WHAT YOU SHOULD DO —
Copy each entry as it stands, leaving nothing out.

____________

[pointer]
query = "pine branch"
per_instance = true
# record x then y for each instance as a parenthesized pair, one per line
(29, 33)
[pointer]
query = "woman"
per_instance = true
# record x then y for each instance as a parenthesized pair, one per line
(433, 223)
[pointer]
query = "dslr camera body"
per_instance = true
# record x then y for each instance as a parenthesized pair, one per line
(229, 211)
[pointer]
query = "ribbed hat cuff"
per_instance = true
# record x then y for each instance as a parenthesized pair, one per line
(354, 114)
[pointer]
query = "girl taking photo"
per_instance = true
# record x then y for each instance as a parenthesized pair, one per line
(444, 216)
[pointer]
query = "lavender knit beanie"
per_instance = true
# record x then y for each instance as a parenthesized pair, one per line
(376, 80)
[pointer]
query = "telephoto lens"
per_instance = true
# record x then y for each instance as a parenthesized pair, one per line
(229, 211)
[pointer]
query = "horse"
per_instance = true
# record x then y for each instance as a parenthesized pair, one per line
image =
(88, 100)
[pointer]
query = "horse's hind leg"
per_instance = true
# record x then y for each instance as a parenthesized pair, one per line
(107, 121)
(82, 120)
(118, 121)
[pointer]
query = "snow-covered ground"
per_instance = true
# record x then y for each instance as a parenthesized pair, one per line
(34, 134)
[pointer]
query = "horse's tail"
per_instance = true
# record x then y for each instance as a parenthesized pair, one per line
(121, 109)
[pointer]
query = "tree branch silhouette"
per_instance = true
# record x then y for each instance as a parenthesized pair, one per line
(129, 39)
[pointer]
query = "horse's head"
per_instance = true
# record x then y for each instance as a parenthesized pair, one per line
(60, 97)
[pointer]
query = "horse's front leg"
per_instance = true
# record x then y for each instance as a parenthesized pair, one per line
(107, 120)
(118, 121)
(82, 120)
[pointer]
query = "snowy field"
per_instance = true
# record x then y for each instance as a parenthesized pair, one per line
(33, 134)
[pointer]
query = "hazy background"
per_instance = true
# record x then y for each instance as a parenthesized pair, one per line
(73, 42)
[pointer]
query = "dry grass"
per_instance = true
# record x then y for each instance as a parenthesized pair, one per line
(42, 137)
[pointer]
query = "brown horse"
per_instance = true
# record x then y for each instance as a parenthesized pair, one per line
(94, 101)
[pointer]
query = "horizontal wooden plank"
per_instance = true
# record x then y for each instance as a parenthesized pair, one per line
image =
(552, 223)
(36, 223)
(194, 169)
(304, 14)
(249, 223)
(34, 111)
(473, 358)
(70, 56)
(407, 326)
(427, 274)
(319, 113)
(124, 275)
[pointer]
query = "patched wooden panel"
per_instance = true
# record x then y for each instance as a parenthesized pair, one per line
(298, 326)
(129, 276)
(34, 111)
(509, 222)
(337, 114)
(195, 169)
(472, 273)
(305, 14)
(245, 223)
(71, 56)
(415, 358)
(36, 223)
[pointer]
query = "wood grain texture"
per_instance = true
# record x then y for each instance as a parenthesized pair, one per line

____________

RESPONSE TO THE TASK —
[pointer]
query = "pine branch"
per_instance = true
# record x then y for each instance as a parenthesized pair, one per line
(29, 33)
[pointer]
query = "woman"
per_instance = true
# record x then y for each instance as a parenthesized pair, one per line
(433, 223)
[pointer]
query = "dslr camera body"
per_instance = true
# record x then y for each instance as a parenthesized pair, one per line
(229, 211)
[pointer]
query = "ribbed hat cuff"
per_instance = true
# record x then y for each instance as a parenthesized pair, one per line
(354, 114)
[pointer]
query = "girl taking photo"
per_instance = true
# record x then y for each instance as a parenthesized pair, one per line
(444, 216)
[pointer]
query = "lavender knit beanie"
per_instance = true
# record x then y for each instance as a parenthesized pair, one per line
(376, 80)
[pointer]
query = "telephoto lens"
per_instance = true
# record x then y for each instance as a parenthesized pair, one per line
(229, 211)
[pointer]
query = "horse"
per_instance = true
# record x then y for each instance as a parenthesized pair, one per line
image =
(88, 100)
[pointer]
query = "horse's hind leg"
per_instance = true
# record x then y for each instance as a parenthesized pair, one per line
(107, 121)
(82, 120)
(118, 121)
[pointer]
query = "snow-covered ground"
per_instance = true
# record x then y for each instance as a parenthesized pair, one per line
(34, 134)
[pointer]
query = "horse's tail"
per_instance = true
# record x then y for each instance as a parenthesized pair, one per line
(121, 109)
[pointer]
query = "tree branch silhouette"
per_instance = true
# record x then y for each instance as a parenthesized pair, one per line
(129, 39)
[pointer]
query = "horse's head"
per_instance = true
# record x then y for each instance as a parenthesized pair, one per line
(60, 97)
[pointer]
query = "horse's front leg"
per_instance = true
# record x then y for each instance as a parenthesized pair, one per line
(107, 120)
(118, 121)
(82, 120)
[pointer]
query = "snowy field"
per_instance = true
# record x then y for each instance as a parenthesized pair, one per line
(33, 134)
[pointer]
query = "hazy background"
per_instance = true
# record x then y for each instance as a parenthesized pair, one per line
(73, 42)
[pointer]
query = "dry grass"
per_instance = true
# record x then y for each instance as a parenthesized pair, one per line
(42, 137)
[pointer]
query = "brown horse"
per_instance = true
# record x then y for each instance as a parenthesized pair, one per line
(94, 101)
[pointer]
query = "horizontal wooden plank"
per_instance = true
# record x then y for each instance as a parenthesized pair, one per line
image =
(552, 223)
(36, 223)
(194, 169)
(304, 14)
(249, 223)
(34, 111)
(473, 358)
(70, 56)
(407, 326)
(427, 274)
(319, 113)
(124, 275)
[pointer]
query = "patched wooden panel"
per_instance = true
# record x then y for each instance as a parenthesized pair, one per line
(298, 326)
(129, 276)
(34, 111)
(509, 222)
(337, 114)
(195, 169)
(472, 273)
(305, 14)
(245, 223)
(71, 56)
(415, 358)
(36, 223)
[pointer]
query = "wood grain texture"
per_instance = true
# record x then y for each instance as a parenthesized pair, one per line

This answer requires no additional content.